======== Stored data ========
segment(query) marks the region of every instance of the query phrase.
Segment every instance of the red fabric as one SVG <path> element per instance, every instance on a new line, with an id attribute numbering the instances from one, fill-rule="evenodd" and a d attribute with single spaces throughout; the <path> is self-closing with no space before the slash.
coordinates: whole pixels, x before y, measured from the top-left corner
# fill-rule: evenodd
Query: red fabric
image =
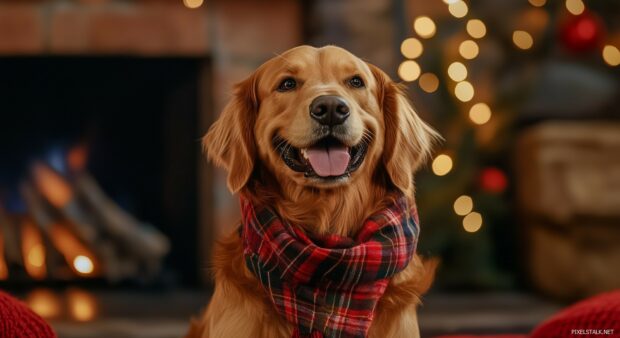
<path id="1" fill-rule="evenodd" d="M 311 238 L 243 197 L 241 210 L 246 265 L 295 325 L 294 338 L 366 337 L 389 279 L 415 252 L 418 222 L 405 196 L 371 215 L 355 238 Z"/>
<path id="2" fill-rule="evenodd" d="M 538 325 L 530 337 L 620 337 L 620 290 L 588 298 L 562 310 Z"/>
<path id="3" fill-rule="evenodd" d="M 56 334 L 26 305 L 0 291 L 0 337 L 56 338 Z"/>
========
## Goal of the exercise
Without including the pictures, return each record above exactly as it stands.

## Answer below
segment(query) marks the region of every instance of the query phrase.
Segment every instance of the red fabric as one SVG <path> element per instance, every instance on a new line, with an id attribute numbering the instances from one, fill-rule="evenodd" and a d attribute with single spaces throughout; the <path> is self-closing with no space before the slash.
coordinates: whole pixels, x before y, measured from the top-left corner
# fill-rule: evenodd
Query: red fabric
image =
<path id="1" fill-rule="evenodd" d="M 311 238 L 243 197 L 241 210 L 246 265 L 295 325 L 294 338 L 366 337 L 389 279 L 415 252 L 418 222 L 405 196 L 371 215 L 355 238 Z"/>
<path id="2" fill-rule="evenodd" d="M 538 325 L 530 337 L 620 337 L 620 290 L 588 298 L 562 310 Z"/>
<path id="3" fill-rule="evenodd" d="M 56 334 L 26 305 L 0 291 L 0 337 L 56 338 Z"/>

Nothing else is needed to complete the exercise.